### The task
According to the passage about the Golden Record, in how many languages are the greetings on the record?

### Passage provided
'''

What message would you want ET to find?
Science Friday looks at the Golden Record, an interstellar greeting and time capsule. Intended for any intelligent extraterrestrial life form—or future human—who may find it.
Common Core Learning Standards
- CCSS.ELA-LITERACY.SL.9–10.1, CCSS.ELA-LITERACY.SL.11–12.1: Initiate and participate effectively in a range of collaborative discussions (one-on-one, in groups, and teacher-led) with diverse partners on grades 9–10 topics, texts, and issues, building on others’ ideas and expressing their own clearly and persuasively.
- CCSS.ELA-LITERACY.W.9–10.1, CCSS.ELA-LITERACY.W.11–12.1: Write arguments to support claims in an analysis of substantive topics or texts, using valid reasoning and relevant and sufficient evidence.
In 1977, NASA launched Voyager 1 and 2 to explore and document our solar system and the interstellar space beyond. The craft will drift for billions of years in the emptiness, each carrying a Golden Record inscribed with a message to any intelligent spacefaring civilization that discovers it. These recorded artifacts included a diagram of DNA, greetings in 55 languages, a map of our solar system’s position relative to stellar landmarks, Louis Armstrong’s “Melancholy Blues,” and even the sound of a kiss.
Activity Suggestions
- Use this discussion and writing activity for students that asks them to explore and evaluate the Golden Record and design a contemporary version.
- Explore more about the record on The Golden Record: A Portrait of Earth, including a recent interview with Ann Druyan and Frank Drake about the collaboration to create the Golden Record.
- Use this “Pi in the Sky” math activity to have students determine how much of Voyager 1’s original signal reachers Earth.

'''

(Saved data entries)
'''

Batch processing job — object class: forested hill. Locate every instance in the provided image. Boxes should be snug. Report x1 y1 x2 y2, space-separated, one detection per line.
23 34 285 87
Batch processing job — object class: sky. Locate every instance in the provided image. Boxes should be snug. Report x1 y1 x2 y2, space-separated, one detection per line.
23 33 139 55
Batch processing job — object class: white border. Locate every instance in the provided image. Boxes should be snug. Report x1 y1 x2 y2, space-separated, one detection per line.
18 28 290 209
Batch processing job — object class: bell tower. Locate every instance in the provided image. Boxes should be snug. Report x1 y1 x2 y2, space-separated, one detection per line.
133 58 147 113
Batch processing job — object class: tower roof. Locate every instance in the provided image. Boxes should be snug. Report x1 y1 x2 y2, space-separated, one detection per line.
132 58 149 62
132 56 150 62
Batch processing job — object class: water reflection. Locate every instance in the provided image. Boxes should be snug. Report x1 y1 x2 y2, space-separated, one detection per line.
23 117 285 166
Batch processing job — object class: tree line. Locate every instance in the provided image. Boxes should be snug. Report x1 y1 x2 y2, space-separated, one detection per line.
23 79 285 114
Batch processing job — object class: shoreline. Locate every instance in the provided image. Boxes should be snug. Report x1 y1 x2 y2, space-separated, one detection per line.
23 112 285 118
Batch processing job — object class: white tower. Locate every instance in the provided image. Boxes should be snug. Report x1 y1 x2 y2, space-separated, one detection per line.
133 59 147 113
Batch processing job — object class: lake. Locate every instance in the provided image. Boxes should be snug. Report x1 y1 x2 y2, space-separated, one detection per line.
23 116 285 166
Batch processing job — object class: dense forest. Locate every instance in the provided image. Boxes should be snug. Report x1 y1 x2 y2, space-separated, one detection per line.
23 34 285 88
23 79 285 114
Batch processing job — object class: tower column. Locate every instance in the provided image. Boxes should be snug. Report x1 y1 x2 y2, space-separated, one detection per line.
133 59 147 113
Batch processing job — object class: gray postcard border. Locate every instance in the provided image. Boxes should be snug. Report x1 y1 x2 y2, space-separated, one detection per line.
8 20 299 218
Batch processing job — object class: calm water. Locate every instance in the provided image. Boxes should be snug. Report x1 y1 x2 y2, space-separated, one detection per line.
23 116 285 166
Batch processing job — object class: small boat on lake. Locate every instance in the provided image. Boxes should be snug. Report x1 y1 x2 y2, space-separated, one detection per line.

'''

### Exercise answer
55 languages.